=== Supplied records ===

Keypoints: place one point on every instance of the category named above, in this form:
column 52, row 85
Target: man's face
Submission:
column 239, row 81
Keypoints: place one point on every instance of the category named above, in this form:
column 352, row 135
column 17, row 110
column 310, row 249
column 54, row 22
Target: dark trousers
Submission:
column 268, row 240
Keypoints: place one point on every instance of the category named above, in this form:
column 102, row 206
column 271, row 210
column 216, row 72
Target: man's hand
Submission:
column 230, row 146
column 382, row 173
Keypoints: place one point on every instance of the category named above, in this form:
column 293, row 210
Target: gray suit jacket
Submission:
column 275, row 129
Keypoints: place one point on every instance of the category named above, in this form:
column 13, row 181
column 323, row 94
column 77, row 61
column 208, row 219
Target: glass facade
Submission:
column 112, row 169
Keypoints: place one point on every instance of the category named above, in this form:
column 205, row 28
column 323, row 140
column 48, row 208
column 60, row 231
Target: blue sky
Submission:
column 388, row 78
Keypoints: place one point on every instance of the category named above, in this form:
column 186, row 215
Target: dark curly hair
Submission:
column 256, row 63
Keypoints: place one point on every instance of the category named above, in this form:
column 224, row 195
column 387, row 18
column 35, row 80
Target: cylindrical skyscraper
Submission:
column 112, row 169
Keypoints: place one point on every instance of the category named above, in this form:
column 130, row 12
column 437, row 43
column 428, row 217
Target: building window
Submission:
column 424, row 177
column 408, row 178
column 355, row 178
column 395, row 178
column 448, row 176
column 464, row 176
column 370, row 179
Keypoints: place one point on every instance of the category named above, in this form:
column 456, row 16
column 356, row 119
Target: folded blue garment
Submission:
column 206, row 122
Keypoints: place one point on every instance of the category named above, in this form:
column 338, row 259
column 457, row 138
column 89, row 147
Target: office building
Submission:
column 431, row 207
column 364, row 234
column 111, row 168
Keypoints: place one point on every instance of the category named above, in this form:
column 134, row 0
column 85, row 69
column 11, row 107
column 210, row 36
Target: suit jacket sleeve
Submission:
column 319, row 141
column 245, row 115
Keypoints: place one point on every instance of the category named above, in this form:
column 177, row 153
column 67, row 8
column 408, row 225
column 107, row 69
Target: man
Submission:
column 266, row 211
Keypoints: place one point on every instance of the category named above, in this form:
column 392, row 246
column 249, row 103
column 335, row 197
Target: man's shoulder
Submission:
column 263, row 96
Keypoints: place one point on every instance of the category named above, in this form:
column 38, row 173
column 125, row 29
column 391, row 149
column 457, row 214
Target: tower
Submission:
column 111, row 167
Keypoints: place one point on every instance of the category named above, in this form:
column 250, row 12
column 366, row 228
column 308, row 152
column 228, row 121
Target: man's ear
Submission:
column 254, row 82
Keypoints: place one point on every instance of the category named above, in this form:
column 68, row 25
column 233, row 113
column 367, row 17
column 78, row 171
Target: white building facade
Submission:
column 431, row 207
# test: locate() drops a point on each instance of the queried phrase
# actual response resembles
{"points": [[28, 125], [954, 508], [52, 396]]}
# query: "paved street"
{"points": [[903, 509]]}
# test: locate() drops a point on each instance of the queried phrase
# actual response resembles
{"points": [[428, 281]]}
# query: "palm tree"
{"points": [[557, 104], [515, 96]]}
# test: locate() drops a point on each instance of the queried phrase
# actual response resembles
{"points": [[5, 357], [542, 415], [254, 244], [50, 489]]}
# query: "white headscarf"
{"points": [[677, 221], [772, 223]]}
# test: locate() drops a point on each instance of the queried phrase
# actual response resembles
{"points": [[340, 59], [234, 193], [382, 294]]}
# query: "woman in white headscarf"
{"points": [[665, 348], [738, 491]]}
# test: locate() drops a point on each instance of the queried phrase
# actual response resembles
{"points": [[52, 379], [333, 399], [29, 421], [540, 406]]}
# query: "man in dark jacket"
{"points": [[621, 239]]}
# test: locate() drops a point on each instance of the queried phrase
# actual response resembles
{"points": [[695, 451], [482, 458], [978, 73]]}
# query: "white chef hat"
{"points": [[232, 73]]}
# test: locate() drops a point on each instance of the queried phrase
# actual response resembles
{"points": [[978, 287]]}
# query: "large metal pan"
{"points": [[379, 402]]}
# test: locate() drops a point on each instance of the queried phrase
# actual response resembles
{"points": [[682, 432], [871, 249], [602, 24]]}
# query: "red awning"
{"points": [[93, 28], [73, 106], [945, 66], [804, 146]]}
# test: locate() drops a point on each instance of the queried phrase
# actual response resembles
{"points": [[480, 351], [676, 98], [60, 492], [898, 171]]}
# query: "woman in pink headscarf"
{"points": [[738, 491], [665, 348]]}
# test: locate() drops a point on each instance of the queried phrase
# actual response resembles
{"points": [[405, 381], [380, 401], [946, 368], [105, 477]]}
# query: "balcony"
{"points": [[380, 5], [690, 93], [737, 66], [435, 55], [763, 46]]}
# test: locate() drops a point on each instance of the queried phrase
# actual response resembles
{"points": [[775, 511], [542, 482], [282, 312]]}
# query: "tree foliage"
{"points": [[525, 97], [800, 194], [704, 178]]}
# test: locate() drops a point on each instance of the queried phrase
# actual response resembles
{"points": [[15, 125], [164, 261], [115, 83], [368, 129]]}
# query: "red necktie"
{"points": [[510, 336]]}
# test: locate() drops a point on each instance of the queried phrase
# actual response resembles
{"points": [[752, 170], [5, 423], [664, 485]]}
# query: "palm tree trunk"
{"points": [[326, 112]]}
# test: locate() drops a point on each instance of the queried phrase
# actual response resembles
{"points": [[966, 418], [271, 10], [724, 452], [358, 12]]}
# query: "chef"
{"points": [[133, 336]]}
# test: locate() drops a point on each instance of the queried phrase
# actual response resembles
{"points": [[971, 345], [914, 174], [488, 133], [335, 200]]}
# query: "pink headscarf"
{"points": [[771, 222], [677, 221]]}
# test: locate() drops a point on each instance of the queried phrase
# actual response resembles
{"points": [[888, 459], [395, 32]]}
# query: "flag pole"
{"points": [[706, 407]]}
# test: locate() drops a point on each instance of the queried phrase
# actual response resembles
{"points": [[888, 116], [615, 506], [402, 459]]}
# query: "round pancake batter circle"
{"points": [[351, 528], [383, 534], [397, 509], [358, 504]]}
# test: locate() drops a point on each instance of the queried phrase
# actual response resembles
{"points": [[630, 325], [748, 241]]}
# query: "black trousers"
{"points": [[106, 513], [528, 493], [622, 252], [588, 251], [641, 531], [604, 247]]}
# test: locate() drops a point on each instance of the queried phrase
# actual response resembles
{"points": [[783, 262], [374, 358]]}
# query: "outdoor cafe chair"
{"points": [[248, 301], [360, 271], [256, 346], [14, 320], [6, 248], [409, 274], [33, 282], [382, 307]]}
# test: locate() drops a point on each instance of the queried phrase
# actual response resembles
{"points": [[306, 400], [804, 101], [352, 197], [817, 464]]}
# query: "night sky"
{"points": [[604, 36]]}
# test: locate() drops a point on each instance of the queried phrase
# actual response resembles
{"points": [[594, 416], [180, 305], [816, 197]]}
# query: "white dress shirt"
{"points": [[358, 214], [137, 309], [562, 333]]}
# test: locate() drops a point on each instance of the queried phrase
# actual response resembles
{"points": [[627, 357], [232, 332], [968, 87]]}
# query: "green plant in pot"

===

Exercise
Make a list of all lines in the data that contain "facade".

Written answer
Target: glass facade
Target: white building facade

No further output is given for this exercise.